- _EXCERPTED TEXT_
[Start of Attachment]

As a boy in a Filipino family, there was an expectation of me to be ‘strong’, which meant not to show emotion. In my mind, this translated to: “whatever negative your feeling, that’s weakness”. This was reinforced with friends who, even now, suggest seeking help as ‘weak’ or ‘soft’, media and society wasn’t much help, either. I carried the pain and my grief and overall sadness and loneliness. I rarely brought it up to anyone, even my closest friends. Occasionally we’d have bubble tea talks about our feelings and I’d touch on how I felt and what I was going through, but even then I couldn’t explain it all. Most of the time, though, I spent nights sifting through the feelings on my own, asking my own questions, desperately trying to fix this sadness by myself, never even considering professional help. When the thought arose, the voices in my head echoed those in media and around me to ‘be strong’ and ‘you’re not crazy’.

This all changed when my son came along. Several months after he was born I was down. I felt useless and alone, despite my son, wife, Theresa, friends and family being there for me. The more I tried to get out, the more I felt this, so much so that even my façade of smiling through the pain wasn’t working anymore. Theresa noticed it and suggested I seek professional help.

[End of Attachment]

- _PROMPT 1_
Write out the stretch of the passage about seeking help from "This all changed" through "seek professional help.".
- _PROMPT 2_
Answer these questions from the passage about seeking help:
(a) What did being 'strong' mean in the Filipino family?
(b) Over what drink did the friends occasionally talk about their feelings?
(c) Who suggested seeking professional help?
The lines that follow have no connection to the passage about seeking help.

(Point localization data)
[Start of Attachment]

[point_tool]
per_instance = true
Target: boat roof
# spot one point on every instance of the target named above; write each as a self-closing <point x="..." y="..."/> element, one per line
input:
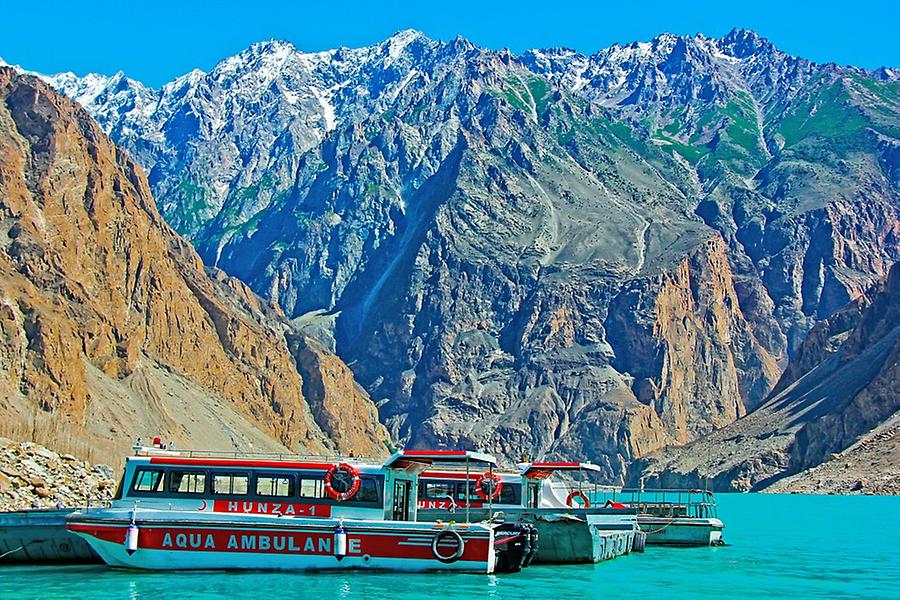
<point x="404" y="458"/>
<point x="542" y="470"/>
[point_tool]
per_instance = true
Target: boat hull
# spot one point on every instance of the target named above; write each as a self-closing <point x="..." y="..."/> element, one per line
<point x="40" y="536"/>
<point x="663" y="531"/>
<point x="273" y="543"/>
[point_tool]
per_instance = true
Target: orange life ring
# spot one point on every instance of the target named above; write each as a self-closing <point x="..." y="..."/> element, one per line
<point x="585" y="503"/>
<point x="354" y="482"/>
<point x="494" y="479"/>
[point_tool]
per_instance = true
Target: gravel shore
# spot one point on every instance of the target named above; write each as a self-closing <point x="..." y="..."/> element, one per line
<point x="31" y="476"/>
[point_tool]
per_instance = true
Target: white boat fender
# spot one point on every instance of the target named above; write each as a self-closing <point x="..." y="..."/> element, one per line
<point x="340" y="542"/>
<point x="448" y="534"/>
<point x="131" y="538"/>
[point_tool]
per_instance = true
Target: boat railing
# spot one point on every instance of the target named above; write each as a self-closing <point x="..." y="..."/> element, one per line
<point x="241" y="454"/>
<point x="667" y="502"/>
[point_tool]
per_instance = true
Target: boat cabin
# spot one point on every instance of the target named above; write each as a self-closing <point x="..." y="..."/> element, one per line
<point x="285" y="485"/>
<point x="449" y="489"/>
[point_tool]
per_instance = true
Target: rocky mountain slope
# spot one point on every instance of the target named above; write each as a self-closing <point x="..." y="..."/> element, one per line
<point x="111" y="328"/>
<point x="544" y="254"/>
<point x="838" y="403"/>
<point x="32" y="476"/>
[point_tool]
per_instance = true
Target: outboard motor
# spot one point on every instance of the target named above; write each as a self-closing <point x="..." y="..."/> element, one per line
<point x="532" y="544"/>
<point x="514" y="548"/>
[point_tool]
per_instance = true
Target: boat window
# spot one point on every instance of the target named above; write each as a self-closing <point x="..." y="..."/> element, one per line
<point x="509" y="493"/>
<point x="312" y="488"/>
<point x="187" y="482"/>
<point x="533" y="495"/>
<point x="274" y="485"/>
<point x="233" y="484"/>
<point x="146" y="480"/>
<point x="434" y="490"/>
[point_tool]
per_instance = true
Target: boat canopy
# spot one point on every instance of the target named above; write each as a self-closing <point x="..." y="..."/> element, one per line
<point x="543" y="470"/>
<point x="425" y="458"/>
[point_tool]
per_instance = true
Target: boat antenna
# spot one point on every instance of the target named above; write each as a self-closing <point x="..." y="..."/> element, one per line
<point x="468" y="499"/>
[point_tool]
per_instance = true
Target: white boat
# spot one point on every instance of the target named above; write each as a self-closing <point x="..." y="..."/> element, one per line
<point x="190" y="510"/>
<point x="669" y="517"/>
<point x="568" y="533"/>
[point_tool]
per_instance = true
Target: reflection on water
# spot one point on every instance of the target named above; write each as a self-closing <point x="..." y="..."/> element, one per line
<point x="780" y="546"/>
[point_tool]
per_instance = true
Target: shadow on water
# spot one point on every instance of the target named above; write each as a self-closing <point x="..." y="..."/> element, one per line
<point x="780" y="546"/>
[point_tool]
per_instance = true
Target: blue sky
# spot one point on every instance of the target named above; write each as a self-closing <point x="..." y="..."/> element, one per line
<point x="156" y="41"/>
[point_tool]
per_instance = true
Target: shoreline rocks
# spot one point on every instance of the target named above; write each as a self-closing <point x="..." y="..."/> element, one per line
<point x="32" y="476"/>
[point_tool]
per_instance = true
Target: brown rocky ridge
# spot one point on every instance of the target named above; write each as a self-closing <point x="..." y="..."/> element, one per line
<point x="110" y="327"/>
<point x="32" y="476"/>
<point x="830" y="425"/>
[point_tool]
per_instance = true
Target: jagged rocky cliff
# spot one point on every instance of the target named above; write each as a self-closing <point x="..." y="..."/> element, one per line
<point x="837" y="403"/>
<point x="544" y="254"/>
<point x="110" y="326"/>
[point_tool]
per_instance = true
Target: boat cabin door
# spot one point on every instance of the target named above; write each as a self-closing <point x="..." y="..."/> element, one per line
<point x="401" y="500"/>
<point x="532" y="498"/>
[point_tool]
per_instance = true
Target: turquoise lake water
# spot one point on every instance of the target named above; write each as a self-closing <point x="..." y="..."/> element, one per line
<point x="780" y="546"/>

[End of Attachment]

- _TASK RESPONSE 1_
This all changed when my son came along. Several months after he was born I was down. I felt useless and alone, despite my son, wife, Theresa, friends and family being there for me. The more I tried to get out, the more I felt this, so much so that even my façade of smiling through the pain wasn’t working anymore. Theresa noticed it and suggested I seek professional help.

- _TASK RESPONSE 2_
(a) Not showing emotion.
(b) Bubble tea.
(c) Theresa, the wife.